[Saved entries]
Segment Open

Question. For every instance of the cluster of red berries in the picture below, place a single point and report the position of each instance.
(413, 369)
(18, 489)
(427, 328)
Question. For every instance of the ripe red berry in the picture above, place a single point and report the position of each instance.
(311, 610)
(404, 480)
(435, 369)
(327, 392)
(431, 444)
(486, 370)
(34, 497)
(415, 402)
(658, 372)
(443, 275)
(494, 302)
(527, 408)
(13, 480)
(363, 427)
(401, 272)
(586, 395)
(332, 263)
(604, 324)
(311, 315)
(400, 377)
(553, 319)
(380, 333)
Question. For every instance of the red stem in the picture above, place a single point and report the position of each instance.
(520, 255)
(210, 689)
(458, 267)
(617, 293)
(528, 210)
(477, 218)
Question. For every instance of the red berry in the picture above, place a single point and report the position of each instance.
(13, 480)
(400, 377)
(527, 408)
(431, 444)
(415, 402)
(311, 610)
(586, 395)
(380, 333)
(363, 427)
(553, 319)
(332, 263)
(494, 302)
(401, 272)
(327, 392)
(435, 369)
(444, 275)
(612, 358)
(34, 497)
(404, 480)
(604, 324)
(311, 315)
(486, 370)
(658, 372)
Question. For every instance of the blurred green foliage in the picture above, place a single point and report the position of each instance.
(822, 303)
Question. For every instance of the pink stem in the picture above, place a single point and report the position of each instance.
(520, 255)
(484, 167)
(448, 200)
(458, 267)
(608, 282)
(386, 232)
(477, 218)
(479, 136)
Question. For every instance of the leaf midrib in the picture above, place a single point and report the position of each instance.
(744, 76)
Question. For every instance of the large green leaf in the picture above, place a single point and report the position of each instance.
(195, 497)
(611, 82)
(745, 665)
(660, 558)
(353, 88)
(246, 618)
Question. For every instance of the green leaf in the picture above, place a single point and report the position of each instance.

Segment Closed

§ TASK DIRECTIONS: Each record above has to be set down again, word for word.

§ EXERCISE OUTPUT:
Question. For every instance of the cluster of red berries in the picture below, place a single point and report the position of each instance.
(413, 369)
(18, 489)
(427, 328)
Question. For every instance of the ripe red berry in the picture above, place a single point and report the position of each instance.
(311, 610)
(404, 480)
(435, 369)
(327, 392)
(431, 444)
(486, 370)
(34, 497)
(415, 402)
(658, 372)
(443, 275)
(494, 302)
(527, 408)
(13, 480)
(363, 427)
(401, 272)
(586, 395)
(332, 263)
(604, 324)
(311, 315)
(400, 377)
(553, 319)
(380, 333)
Question. For every instance of the red stem in the picture above, place a single point and report the position of each instance.
(520, 255)
(210, 689)
(458, 267)
(617, 293)
(528, 210)
(477, 218)
Question. For every instance of the red berry in the picture above, place a single point and report the position of each instance.
(13, 480)
(400, 377)
(527, 408)
(431, 444)
(415, 402)
(311, 610)
(586, 395)
(380, 333)
(363, 427)
(553, 319)
(332, 263)
(494, 302)
(401, 272)
(327, 392)
(435, 369)
(444, 275)
(612, 358)
(34, 497)
(404, 480)
(604, 324)
(311, 315)
(486, 370)
(658, 372)
Question. For every instance of the blurred green foliage in the picture above, place a single point and report the position of each instance.
(822, 303)
Question. For every instance of the pink stem in the picture above, place a single point and report the position of each instance.
(520, 255)
(484, 167)
(448, 200)
(458, 267)
(608, 282)
(386, 232)
(477, 218)
(479, 136)
Question. For every instance of the leaf midrib in the picture above, place a single point and report the position of each instance.
(744, 76)
Question. For every instance of the large green leaf in the picture above, place a single point and report the position of each instance.
(195, 497)
(611, 82)
(745, 665)
(660, 558)
(353, 88)
(246, 618)
Question. For every instance of the green leaf in the picture above, place a single point and report the position of each instance.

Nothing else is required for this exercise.